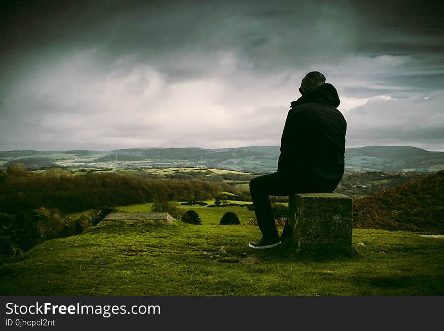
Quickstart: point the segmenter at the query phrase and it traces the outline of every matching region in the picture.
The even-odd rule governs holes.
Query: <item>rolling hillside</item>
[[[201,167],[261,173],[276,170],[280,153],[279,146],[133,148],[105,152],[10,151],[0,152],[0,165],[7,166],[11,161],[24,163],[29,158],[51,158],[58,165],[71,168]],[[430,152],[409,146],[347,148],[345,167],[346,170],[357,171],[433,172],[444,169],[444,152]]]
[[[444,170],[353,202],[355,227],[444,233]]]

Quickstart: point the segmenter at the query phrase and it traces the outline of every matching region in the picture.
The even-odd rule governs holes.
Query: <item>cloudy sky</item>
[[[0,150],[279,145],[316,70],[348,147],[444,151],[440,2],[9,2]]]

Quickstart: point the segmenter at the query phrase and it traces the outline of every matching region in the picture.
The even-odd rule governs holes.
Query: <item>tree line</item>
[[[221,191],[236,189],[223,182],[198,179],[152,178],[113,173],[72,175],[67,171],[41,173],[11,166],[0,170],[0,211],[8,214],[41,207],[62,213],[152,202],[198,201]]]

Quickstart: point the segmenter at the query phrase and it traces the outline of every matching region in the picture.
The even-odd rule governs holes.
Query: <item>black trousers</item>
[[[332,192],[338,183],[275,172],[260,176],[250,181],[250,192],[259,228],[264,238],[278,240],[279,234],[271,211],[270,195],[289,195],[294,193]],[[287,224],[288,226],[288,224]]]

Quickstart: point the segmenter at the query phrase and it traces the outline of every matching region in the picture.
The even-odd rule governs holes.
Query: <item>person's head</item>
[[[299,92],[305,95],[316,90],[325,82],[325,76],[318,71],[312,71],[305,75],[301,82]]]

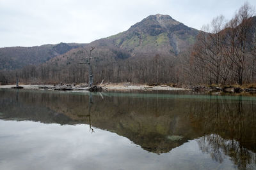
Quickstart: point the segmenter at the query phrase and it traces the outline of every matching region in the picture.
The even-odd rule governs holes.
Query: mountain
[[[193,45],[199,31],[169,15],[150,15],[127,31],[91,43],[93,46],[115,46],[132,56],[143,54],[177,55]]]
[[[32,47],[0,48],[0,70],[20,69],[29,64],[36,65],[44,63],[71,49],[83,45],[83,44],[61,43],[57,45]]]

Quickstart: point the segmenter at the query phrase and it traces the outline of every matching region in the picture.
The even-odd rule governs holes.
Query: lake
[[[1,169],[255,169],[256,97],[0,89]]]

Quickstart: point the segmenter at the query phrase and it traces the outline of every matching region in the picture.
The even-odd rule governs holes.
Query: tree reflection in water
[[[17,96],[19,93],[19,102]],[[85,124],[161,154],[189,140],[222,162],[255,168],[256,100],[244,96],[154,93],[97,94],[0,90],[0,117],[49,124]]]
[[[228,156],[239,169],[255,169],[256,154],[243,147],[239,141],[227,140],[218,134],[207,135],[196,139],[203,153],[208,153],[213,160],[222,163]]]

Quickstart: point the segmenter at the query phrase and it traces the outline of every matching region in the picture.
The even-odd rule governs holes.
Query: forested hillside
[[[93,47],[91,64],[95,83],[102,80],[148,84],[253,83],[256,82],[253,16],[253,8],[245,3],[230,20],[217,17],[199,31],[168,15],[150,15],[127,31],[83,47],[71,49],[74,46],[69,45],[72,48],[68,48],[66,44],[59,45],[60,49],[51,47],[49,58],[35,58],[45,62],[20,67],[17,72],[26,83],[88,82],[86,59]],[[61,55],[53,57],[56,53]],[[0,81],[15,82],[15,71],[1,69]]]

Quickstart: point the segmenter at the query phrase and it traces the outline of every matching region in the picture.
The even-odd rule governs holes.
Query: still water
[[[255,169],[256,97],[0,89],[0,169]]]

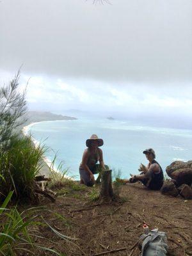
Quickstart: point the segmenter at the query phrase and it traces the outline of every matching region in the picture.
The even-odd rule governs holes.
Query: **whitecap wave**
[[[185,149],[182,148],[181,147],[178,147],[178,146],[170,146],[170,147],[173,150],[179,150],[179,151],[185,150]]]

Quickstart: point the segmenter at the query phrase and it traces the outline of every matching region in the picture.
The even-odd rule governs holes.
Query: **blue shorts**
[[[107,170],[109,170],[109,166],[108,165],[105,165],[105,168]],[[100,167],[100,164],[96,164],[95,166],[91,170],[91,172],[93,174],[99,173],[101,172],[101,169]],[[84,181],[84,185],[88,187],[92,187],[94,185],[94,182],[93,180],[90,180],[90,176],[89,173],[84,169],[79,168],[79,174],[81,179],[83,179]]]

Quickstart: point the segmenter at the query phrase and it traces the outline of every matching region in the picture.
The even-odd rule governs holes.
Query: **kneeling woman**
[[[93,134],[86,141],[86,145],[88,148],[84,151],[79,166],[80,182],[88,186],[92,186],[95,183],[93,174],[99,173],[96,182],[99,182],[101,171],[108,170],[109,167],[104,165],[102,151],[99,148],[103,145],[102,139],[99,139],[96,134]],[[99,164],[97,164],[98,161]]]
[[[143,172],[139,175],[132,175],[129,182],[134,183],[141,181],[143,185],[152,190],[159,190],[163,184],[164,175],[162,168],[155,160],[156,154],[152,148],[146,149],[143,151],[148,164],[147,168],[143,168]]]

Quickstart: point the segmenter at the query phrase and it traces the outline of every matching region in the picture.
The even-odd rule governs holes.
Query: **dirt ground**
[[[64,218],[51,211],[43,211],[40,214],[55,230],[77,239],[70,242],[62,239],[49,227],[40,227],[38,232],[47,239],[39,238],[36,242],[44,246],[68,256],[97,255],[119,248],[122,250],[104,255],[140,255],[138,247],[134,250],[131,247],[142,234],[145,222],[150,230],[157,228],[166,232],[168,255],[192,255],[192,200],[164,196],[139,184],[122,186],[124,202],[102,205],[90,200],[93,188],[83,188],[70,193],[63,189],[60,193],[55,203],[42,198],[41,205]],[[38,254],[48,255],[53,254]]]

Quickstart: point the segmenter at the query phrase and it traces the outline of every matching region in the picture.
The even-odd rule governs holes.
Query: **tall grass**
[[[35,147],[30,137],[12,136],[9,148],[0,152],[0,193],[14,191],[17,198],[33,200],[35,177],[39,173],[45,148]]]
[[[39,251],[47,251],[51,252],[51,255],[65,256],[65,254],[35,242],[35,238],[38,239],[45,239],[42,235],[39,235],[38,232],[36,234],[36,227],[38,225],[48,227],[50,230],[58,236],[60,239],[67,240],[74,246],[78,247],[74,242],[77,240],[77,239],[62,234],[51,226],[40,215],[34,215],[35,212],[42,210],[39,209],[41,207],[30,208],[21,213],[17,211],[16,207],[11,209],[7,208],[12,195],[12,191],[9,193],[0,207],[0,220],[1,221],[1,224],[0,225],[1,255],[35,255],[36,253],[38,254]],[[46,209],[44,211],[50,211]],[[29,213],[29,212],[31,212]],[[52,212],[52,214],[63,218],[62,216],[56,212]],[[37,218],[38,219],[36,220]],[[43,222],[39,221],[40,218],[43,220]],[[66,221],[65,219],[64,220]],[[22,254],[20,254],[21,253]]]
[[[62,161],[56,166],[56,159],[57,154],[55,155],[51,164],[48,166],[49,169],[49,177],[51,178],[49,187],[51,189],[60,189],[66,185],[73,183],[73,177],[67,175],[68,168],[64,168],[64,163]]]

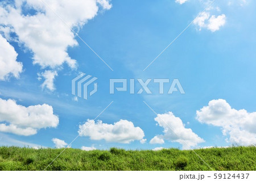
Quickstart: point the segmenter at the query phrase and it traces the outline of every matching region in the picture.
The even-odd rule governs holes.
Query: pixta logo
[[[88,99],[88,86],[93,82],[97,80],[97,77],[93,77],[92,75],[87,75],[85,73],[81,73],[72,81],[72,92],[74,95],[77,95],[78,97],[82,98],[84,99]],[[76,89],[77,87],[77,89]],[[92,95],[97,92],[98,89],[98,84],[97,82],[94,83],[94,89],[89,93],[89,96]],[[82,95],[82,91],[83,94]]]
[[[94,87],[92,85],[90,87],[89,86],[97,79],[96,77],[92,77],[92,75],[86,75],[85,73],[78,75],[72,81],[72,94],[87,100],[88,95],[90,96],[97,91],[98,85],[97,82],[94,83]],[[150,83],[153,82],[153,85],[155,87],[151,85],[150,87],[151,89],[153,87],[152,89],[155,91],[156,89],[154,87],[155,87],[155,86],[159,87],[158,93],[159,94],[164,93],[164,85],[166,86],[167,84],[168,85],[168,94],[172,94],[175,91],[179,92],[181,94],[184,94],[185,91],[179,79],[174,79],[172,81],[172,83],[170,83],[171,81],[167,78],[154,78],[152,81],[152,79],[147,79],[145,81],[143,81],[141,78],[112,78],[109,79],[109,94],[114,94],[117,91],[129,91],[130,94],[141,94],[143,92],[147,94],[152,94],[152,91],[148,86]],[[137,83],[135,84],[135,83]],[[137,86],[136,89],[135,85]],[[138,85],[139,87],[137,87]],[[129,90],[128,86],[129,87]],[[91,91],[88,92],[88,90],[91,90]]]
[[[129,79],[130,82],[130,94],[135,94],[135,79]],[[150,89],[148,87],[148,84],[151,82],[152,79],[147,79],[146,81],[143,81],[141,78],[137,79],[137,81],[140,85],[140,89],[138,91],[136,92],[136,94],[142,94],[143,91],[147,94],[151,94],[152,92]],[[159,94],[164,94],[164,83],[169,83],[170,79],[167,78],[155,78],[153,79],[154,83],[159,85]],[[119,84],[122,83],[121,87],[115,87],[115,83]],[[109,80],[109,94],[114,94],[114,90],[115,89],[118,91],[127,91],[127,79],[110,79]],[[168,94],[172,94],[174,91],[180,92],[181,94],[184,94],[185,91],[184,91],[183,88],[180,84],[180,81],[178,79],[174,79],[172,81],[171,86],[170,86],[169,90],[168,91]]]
* * *
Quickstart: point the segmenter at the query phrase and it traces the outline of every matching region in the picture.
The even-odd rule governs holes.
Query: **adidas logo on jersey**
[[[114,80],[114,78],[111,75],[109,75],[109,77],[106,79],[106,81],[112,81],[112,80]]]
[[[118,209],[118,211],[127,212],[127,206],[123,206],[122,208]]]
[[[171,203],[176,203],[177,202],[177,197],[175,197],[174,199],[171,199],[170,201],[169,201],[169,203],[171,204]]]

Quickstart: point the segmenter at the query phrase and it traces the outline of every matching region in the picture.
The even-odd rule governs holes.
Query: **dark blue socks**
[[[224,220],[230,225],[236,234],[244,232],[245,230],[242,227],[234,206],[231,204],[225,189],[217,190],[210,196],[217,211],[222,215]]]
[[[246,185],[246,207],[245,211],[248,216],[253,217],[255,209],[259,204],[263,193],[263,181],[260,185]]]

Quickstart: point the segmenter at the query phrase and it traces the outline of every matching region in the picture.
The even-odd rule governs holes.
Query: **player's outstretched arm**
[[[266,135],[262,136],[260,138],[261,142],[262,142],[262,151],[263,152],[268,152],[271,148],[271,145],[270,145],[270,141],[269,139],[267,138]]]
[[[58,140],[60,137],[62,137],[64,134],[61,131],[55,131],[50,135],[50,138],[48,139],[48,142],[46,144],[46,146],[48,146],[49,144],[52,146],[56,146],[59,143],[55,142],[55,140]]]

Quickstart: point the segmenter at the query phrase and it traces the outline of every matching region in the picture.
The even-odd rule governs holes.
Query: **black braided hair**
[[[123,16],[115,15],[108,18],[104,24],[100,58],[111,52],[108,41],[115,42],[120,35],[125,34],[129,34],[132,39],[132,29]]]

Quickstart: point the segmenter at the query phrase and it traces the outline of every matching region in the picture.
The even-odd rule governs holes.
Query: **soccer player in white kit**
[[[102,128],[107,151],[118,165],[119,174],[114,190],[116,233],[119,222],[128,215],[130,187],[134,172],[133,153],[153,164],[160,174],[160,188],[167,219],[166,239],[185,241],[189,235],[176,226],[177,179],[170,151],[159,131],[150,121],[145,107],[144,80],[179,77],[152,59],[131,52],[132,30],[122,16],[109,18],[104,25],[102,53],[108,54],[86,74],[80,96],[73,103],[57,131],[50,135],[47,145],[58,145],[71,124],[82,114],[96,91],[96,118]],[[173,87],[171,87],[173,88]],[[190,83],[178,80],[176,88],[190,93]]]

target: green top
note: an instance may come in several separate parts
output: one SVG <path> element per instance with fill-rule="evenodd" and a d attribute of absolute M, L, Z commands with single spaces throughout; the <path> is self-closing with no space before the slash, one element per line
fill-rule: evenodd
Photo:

## Request:
Copy every line from the rows above that contains the word "hillside".

## Task result:
Query: <item>rolling hillside</item>
Query: forested hillside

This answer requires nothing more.